TASK BRIEF:
Please present every line of the listing below as a numbered list, skipping blank lines and leaving out the pictures.

SUPPLIED RECORDS:
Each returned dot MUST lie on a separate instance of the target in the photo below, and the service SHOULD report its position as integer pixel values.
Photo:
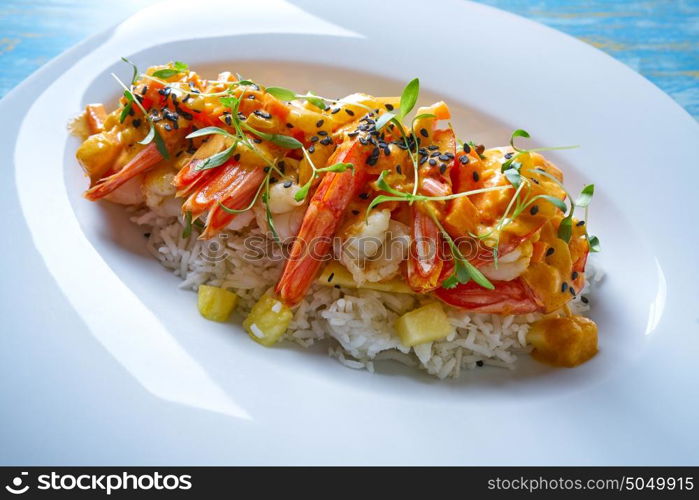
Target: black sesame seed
(262, 114)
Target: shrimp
(232, 186)
(313, 244)
(286, 212)
(507, 297)
(373, 251)
(425, 261)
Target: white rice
(357, 324)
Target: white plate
(104, 360)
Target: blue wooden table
(657, 38)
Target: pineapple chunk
(567, 341)
(215, 303)
(422, 325)
(337, 274)
(268, 320)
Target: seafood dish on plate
(353, 221)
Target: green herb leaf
(177, 68)
(282, 93)
(424, 116)
(229, 102)
(134, 77)
(518, 133)
(450, 282)
(284, 141)
(384, 119)
(187, 231)
(478, 276)
(409, 97)
(129, 106)
(565, 230)
(316, 101)
(513, 176)
(557, 202)
(160, 144)
(125, 112)
(301, 194)
(586, 196)
(208, 131)
(384, 186)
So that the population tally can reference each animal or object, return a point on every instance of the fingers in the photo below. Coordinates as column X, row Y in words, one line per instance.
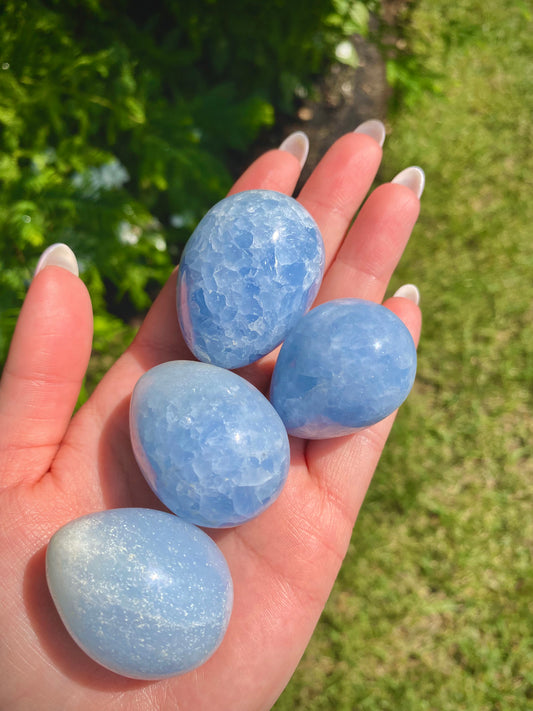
column 373, row 246
column 159, row 338
column 44, row 370
column 338, row 186
column 343, row 467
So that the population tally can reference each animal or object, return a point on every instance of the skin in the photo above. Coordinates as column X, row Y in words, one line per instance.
column 55, row 467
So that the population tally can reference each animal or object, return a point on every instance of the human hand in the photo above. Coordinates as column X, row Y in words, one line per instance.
column 55, row 467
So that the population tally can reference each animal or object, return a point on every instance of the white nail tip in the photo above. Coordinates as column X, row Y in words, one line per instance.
column 373, row 128
column 58, row 255
column 413, row 178
column 298, row 145
column 408, row 291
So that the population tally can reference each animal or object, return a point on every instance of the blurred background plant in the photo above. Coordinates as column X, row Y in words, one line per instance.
column 118, row 130
column 118, row 122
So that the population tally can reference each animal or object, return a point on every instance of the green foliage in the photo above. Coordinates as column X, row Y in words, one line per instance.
column 432, row 609
column 118, row 122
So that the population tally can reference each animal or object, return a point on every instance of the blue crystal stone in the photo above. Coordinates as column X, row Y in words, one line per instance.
column 249, row 271
column 210, row 445
column 143, row 593
column 348, row 364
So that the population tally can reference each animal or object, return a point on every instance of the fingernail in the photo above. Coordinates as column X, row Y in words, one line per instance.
column 413, row 178
column 58, row 255
column 408, row 291
column 298, row 145
column 373, row 128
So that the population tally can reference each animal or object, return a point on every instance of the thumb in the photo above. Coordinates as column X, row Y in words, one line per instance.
column 45, row 367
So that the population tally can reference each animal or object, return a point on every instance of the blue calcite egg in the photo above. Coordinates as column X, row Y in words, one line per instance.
column 210, row 445
column 348, row 364
column 143, row 593
column 249, row 271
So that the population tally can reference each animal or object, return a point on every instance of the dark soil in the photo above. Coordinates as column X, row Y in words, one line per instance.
column 345, row 97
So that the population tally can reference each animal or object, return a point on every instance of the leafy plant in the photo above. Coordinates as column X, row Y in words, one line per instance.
column 118, row 124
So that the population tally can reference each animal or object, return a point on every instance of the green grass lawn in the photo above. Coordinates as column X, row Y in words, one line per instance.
column 433, row 609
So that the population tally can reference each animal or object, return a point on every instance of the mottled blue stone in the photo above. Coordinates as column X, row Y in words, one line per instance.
column 143, row 593
column 249, row 271
column 348, row 364
column 210, row 445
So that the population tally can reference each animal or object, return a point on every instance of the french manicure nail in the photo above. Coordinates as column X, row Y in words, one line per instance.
column 373, row 128
column 413, row 178
column 409, row 291
column 58, row 255
column 298, row 145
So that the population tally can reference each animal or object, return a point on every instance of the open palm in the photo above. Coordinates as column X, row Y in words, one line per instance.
column 54, row 468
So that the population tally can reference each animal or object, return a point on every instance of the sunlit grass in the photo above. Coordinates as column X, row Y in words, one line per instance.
column 432, row 609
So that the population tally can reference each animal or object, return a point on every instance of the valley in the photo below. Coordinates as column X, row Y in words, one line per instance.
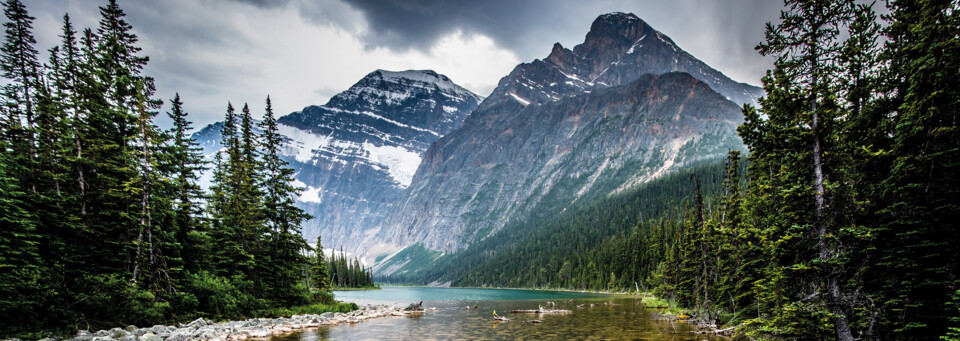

CORRECT OUTPUT:
1. Each returned dot MUST lie on a separate instance of the target in the photo below, and the service SHOULD report its position as integer pixel values.
2. Photo:
3. Target: black sesame seed
4. (262, 114)
5. Target: shrimp
6. (232, 186)
7. (313, 244)
8. (286, 212)
9. (507, 297)
10. (373, 251)
11. (425, 261)
12. Target: white rice
13. (357, 324)
14. Target: white plate
15. (104, 360)
16. Target: blue wooden table
17. (657, 38)
18. Target: pineapple chunk
19. (567, 341)
20. (215, 303)
21. (422, 325)
22. (337, 274)
23. (268, 320)
24. Target: seafood dish on plate
25. (353, 221)
26. Target: green herb leaf
27. (177, 68)
28. (282, 93)
29. (424, 116)
30. (229, 102)
31. (134, 77)
32. (518, 133)
33. (450, 282)
34. (284, 141)
35. (384, 119)
36. (187, 231)
37. (478, 276)
38. (409, 97)
39. (129, 106)
40. (565, 230)
41. (316, 101)
42. (513, 176)
43. (557, 202)
44. (160, 144)
45. (125, 112)
46. (301, 194)
47. (586, 196)
48. (208, 131)
49. (384, 186)
50. So that the population tally can reference each animal or object, return a point on every instance of the fingers in the photo below. Coordinates as column X, row Y in words, one line per instance.
51. column 373, row 246
52. column 159, row 338
53. column 44, row 370
54. column 338, row 186
55. column 343, row 467
56. So that the population tally can reference each animal or object, return a point on every instance of the skin in the photo above. Coordinates as column X, row Y in words, one line per instance.
57. column 55, row 467
58. So that the population tally can reference each animal or object, return a point on every instance of the human hand in the photo above. Coordinates as column X, row Y in words, one line per instance.
59. column 55, row 467
60. So that the population tally can reference each animal or object, return a point on every instance of the white nail tip in the photo above. Coordinates as column X, row Y in words, one line per instance.
61. column 373, row 128
62. column 58, row 255
63. column 413, row 178
64. column 298, row 145
65. column 408, row 291
66. So that the population tally can reference each animal or object, return a point on every instance of the blurred background plant in the photo above. Coordinates as column X, row Y in words, one line per instance.
67. column 118, row 130
68. column 118, row 122
69. So that the population tally can reference each animal or object, return a point on every instance of the green foliage in the photo above. Coordinates as column X, row Y in words, one line per instance.
70. column 432, row 609
71. column 118, row 122
72. So that the population tally can reference each animal or object, return a point on every instance of the blue crystal stone in the photo above. Coordinates as column X, row Y in words, one line per instance.
73. column 249, row 271
74. column 210, row 445
75. column 143, row 593
76. column 348, row 364
77. So that the population tally can reference each animal or object, return a point on every instance of the fingernail in the photo above. Coordinates as column X, row Y in words, one line per instance.
78. column 413, row 178
79. column 58, row 255
80. column 408, row 291
81. column 298, row 145
82. column 373, row 128
83. So that the population tally can reference each animal or object, return a point on every instance of the thumb in the photo above. Coordinates as column X, row Y in words, one line per instance.
84. column 45, row 367
85. So that the population tally can reference each animal or object, return a point on every instance of the blue calcite egg in the photo above. Coordinates as column X, row Y in words, one line per instance.
86. column 210, row 445
87. column 348, row 364
88. column 143, row 593
89. column 249, row 271
90. So that the population tally can reference each animal or object, return a point on every instance of the dark soil in the photo above. Coordinates as column X, row Y in words, one line per instance.
91. column 345, row 97
92. So that the population tally can reference each animal or object, return a point on every instance of the leafy plant in the photo above. Coordinates as column X, row Y in words, one line per instance.
93. column 118, row 124
94. So that the population tally can reference each animal or object, return a point on every instance of the green grass lawn in the photo above. Coordinates as column X, row Y in words, one line per instance.
95. column 433, row 609
96. So that the population tally can reference each animal or object, return a point on every instance of the mottled blue stone in the photo above. Coordinates as column X, row Y in words, one line per instance.
97. column 143, row 593
98. column 249, row 271
99. column 348, row 364
100. column 210, row 445
101. So that the population tally can reference each animal or object, return a point on every instance of the french manicure nail in the photo above. Coordinates as column X, row Y in words, one line per instance.
102. column 373, row 128
103. column 413, row 178
104. column 409, row 291
105. column 58, row 255
106. column 298, row 145
107. So that the population tally can reference each animal or object, return a point on every instance of the open palm in the photo above. Coordinates as column X, row Y in words, one line per instance.
108. column 54, row 468
109. So that the population tally can reference each animal or object, return a point on every instance of the sunlit grass in the photo above. Coordinates as column X, row Y in words, one line per instance.
110. column 432, row 609
111. So that the population tally can reference each animal or object, return a point on every instance of the valley in the photo below. Coordinates as column X, row Y in words, one line per instance.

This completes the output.